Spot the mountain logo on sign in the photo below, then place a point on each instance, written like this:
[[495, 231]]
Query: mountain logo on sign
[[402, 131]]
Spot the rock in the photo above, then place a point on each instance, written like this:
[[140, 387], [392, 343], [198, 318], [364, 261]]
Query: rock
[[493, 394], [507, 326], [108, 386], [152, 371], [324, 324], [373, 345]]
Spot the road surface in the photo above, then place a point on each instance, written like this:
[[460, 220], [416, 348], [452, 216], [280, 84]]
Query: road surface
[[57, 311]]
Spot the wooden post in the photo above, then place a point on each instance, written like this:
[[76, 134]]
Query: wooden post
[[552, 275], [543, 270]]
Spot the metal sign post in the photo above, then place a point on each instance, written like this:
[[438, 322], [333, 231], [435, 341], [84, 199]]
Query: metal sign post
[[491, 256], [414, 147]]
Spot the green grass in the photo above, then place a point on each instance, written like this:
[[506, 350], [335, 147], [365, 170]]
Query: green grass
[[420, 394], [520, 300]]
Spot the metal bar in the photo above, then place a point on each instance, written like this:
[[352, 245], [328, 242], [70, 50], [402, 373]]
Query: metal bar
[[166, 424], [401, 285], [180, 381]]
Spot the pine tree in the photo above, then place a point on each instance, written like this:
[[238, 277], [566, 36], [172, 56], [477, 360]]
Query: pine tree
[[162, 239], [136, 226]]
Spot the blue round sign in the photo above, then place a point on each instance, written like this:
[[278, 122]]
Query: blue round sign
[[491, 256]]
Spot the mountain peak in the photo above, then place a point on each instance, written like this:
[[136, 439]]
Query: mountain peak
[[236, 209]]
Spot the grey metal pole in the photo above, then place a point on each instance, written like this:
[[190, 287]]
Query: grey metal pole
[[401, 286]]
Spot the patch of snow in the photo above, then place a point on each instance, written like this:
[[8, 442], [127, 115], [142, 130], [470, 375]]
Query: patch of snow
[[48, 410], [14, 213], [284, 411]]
============================================================
**Task description:**
Convert the records into a JSON list of strings, one string per line, beginning at the line that contains "Spot the pine" and continuing through the last line of the records. Omit blank lines.

**Finished task:**
[
  "Spot the pine tree in the photo above, then place a point on each instance, written like this:",
  "[[238, 277], [566, 36], [172, 56], [477, 360]]",
  "Query: pine tree",
  "[[162, 239], [136, 226]]",
  "Spot the blue round sign in the photo above, then place a point on each instance, written like this:",
  "[[278, 122]]",
  "Query: blue round sign",
  "[[491, 256]]",
  "Spot the mountain peak in the photo above, then place a point on each instance, written like this:",
  "[[136, 439]]",
  "Query: mountain peak",
  "[[236, 209]]",
  "Spot the grey metal pole in the photo above, then place a point on each instance, written like this:",
  "[[190, 287]]",
  "Query: grey metal pole",
  "[[401, 286]]",
  "Spot the patch of snow in the photo above, then place a point on each instance, written like this:",
  "[[8, 442], [127, 115], [142, 130], [470, 375]]",
  "Query: patch of snow",
  "[[48, 410], [14, 213], [284, 411]]"
]